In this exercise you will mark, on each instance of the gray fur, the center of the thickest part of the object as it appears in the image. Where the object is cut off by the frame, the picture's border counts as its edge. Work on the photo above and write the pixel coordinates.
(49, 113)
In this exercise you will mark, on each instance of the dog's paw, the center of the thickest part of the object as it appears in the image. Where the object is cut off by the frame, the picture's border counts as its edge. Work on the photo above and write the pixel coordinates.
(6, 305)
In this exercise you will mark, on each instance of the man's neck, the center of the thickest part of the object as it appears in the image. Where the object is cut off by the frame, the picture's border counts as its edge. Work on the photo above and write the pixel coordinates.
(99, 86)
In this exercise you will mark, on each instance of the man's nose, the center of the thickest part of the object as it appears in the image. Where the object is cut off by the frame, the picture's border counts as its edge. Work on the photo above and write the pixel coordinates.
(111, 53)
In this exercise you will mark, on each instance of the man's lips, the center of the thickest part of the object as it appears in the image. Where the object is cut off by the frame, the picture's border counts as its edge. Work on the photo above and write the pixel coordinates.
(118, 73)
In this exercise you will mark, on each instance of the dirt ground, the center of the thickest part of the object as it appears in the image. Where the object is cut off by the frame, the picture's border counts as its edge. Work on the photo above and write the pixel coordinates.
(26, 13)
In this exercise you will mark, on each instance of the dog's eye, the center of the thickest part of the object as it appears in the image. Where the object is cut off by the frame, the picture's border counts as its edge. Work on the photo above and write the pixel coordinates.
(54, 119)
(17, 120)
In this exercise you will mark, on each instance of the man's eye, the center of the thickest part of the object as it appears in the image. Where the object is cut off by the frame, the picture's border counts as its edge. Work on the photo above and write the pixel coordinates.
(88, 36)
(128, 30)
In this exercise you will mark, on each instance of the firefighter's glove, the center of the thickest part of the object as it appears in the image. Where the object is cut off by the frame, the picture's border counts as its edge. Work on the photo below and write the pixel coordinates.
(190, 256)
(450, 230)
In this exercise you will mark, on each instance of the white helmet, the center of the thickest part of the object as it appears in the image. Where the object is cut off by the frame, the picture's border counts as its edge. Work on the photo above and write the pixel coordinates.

==============================

#### Objective
Reproduce verbatim every line of the entries from the one containing "below and write the pixel coordinates." through the last line of the entries, both ends included.

#### Answer to the problem
In this exercise you will mark, on each instance of the firefighter's glove, the center of the thickest part of the object as it appears in the image. Where the object is cut off by the frame, the picture's border counts as its edge. Work on the photo below and write the pixel coordinates.
(190, 256)
(450, 230)
In this exercise you will mark, on each instance of the white helmet, the center of the thickest part of the object as it appears in the image. Where the object is cut off by the frame, the picture's border counts as its edge. Work on the photo above and write the pixel coordinates.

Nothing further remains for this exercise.